Records in a dataset:
※
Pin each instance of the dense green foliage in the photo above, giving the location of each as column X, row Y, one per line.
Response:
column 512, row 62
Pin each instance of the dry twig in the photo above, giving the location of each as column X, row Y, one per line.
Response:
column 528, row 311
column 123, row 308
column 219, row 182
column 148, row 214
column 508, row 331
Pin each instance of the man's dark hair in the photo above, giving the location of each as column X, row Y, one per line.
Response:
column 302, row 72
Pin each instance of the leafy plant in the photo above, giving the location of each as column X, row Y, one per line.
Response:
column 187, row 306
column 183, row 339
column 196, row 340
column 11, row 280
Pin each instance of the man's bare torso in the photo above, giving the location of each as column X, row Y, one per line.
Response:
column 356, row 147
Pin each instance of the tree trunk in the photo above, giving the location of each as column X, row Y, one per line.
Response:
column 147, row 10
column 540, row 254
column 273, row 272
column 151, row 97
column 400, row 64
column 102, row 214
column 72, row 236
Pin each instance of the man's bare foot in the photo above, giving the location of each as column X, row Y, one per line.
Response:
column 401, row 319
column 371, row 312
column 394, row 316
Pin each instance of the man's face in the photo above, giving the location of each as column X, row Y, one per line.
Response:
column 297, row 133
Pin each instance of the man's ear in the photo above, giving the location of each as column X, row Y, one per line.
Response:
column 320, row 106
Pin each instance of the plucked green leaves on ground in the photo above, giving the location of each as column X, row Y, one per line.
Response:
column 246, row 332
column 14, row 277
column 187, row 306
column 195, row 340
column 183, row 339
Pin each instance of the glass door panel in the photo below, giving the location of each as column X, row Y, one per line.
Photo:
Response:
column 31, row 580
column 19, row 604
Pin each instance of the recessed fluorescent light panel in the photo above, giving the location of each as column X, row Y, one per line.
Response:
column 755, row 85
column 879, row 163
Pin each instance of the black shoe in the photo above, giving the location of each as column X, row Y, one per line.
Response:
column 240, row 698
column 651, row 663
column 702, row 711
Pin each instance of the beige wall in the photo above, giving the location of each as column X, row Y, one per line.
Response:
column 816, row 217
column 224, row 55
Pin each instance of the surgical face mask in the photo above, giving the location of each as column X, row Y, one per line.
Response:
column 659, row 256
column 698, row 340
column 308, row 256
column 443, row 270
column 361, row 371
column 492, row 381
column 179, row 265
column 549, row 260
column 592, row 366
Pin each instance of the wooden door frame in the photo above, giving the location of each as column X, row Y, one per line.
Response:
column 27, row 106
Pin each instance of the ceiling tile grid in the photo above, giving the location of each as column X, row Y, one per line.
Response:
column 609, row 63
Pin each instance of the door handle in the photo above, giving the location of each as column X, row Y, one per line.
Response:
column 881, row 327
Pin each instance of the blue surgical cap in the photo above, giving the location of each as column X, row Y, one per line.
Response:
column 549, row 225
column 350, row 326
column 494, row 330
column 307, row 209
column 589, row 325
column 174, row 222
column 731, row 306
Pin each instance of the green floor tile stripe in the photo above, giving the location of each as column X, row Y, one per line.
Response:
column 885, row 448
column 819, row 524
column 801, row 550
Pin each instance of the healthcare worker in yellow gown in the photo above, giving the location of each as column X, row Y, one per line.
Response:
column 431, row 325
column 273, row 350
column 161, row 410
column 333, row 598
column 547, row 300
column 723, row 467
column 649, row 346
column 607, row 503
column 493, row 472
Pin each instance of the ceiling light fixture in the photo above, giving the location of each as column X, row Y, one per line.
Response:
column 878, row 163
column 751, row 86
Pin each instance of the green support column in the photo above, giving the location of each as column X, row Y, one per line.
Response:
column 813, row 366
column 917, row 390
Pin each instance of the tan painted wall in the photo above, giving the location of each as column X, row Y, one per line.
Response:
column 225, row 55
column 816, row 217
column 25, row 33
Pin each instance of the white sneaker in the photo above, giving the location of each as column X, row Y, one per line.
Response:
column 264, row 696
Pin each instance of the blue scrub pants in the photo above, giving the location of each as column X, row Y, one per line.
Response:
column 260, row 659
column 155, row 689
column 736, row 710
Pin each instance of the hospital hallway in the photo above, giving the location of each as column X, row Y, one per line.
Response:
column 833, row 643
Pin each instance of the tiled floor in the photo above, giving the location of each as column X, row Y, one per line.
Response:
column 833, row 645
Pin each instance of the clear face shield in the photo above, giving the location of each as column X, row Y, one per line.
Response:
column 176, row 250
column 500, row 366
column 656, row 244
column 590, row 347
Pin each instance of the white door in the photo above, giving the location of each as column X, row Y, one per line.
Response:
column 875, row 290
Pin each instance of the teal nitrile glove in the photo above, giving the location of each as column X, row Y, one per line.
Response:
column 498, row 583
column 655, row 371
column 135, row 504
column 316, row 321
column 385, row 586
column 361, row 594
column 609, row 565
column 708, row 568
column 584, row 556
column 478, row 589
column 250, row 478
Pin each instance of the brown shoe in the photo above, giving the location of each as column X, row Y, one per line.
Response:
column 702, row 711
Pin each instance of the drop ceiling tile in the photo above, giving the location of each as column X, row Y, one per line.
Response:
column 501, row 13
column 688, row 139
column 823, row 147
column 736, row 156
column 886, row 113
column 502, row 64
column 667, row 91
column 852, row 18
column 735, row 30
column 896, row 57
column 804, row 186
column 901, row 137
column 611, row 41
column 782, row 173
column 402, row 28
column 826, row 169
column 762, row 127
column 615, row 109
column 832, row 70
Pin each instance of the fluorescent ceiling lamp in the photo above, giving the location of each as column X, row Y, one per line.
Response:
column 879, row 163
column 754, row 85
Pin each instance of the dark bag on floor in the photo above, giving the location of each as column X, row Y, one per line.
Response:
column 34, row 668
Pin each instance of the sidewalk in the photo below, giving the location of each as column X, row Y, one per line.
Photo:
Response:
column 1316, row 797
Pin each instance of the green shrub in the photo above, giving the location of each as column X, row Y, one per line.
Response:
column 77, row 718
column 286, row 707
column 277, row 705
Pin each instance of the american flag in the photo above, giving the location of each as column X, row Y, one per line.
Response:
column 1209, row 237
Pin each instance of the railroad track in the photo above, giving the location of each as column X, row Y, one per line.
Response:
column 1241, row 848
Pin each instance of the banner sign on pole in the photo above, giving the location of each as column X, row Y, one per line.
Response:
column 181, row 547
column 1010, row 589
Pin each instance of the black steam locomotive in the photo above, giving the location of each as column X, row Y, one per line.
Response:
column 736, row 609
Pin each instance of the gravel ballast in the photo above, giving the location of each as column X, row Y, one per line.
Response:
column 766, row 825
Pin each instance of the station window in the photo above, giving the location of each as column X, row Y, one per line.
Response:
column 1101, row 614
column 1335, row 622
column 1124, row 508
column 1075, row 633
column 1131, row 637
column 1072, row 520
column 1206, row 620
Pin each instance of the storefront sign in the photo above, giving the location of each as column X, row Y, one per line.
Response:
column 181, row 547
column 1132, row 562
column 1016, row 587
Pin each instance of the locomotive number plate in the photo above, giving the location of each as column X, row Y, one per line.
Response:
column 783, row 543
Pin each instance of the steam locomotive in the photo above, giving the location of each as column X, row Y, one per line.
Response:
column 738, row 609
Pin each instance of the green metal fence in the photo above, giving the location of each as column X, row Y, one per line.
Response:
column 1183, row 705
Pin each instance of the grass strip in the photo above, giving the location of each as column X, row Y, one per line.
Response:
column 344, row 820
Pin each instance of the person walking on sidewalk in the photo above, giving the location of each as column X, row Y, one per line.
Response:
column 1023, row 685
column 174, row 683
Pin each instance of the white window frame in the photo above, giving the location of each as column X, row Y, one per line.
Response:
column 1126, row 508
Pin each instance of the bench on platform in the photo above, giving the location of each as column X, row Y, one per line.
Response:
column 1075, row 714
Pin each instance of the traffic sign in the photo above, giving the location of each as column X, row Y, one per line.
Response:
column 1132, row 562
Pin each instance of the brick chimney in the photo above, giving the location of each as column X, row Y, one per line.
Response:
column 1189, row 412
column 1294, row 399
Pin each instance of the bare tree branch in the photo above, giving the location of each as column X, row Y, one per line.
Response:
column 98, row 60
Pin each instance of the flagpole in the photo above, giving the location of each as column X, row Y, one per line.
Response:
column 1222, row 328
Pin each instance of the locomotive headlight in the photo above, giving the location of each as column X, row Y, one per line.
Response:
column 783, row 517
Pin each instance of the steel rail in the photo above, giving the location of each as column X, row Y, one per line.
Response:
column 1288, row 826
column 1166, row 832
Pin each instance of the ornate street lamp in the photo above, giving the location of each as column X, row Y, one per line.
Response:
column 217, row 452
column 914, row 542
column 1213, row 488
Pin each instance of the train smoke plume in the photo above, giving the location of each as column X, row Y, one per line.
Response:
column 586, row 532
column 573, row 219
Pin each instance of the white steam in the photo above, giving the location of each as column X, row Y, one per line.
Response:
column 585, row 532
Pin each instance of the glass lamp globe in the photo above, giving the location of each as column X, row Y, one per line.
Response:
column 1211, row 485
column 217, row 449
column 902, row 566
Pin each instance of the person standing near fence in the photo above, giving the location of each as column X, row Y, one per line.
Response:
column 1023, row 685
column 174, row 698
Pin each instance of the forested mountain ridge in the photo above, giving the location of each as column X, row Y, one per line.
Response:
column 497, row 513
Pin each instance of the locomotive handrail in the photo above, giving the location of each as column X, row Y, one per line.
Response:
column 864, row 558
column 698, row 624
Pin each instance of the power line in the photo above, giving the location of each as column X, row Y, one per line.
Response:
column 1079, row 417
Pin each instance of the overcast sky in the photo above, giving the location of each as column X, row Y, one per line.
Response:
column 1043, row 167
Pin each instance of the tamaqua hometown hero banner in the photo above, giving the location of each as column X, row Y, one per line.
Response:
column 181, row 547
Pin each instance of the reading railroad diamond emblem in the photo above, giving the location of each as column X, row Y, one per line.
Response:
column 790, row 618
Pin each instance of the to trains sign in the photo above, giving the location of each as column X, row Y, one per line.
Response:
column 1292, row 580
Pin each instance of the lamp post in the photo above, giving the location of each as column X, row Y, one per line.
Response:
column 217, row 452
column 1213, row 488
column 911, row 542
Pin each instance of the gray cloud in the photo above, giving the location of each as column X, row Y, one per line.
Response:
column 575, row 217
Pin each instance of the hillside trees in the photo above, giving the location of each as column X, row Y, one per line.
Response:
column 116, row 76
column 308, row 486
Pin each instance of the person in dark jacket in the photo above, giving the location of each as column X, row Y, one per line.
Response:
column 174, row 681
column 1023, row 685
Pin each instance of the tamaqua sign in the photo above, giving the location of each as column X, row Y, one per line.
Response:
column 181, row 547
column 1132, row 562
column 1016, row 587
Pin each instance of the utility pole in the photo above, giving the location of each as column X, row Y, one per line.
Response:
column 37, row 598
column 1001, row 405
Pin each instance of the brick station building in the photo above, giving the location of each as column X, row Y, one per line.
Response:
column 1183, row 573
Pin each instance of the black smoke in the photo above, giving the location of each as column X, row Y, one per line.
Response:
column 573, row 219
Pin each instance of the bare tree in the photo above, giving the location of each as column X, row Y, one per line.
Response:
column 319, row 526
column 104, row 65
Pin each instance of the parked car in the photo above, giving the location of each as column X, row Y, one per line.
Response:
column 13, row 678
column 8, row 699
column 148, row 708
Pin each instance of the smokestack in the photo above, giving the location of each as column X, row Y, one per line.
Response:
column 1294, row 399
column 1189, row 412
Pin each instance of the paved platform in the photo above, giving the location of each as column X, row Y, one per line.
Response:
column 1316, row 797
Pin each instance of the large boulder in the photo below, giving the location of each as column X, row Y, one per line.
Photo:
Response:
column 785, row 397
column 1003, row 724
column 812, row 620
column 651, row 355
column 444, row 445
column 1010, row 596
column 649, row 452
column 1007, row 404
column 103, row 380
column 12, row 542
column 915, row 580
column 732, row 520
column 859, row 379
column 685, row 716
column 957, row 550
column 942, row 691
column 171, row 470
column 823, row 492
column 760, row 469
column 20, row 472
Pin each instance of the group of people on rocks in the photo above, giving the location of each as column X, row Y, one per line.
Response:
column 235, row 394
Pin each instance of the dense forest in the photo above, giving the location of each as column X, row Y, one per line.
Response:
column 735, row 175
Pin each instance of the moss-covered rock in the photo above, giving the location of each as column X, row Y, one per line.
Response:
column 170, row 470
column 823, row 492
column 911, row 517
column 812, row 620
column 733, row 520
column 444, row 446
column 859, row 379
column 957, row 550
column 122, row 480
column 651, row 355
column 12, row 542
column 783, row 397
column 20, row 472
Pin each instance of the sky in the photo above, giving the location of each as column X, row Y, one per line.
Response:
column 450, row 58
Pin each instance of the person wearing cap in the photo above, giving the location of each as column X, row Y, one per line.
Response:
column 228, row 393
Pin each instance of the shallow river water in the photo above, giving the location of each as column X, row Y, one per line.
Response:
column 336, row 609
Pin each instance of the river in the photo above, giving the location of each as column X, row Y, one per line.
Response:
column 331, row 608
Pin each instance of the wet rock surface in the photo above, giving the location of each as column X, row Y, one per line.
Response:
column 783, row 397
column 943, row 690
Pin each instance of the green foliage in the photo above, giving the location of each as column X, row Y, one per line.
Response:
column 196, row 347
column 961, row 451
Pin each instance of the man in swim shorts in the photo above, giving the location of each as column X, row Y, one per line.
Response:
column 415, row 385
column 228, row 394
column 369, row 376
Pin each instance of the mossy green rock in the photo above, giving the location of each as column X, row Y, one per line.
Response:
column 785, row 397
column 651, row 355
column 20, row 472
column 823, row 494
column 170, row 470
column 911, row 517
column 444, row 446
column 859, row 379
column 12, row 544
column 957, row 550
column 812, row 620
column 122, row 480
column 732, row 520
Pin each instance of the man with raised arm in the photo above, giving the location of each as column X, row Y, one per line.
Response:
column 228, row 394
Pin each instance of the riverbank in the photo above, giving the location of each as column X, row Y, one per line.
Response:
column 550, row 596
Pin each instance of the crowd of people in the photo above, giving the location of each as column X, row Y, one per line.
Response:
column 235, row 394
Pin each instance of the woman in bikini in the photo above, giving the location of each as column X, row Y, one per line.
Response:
※
» **To be done**
Can you render the data above as a numbered list, starting with the line containing "Pin each instance of the storefront" and going on through the line containing "column 738, row 609", with any blank lines left out?

» **Written answer**
1. Pin each instance of the storefront sign in the photo above, giving the location of each as column X, row Y, one per line.
2. Response:
3. column 181, row 547
4. column 1132, row 562
5. column 1016, row 587
6. Pin each instance of the locomotive number plate in the photo above, giving the location of each as column X, row Y, one per line.
7. Response:
8. column 783, row 543
9. Pin each instance of the steam locomotive in the photo above, giving the location of each as column X, row Y, one per line.
10. Response:
11. column 738, row 609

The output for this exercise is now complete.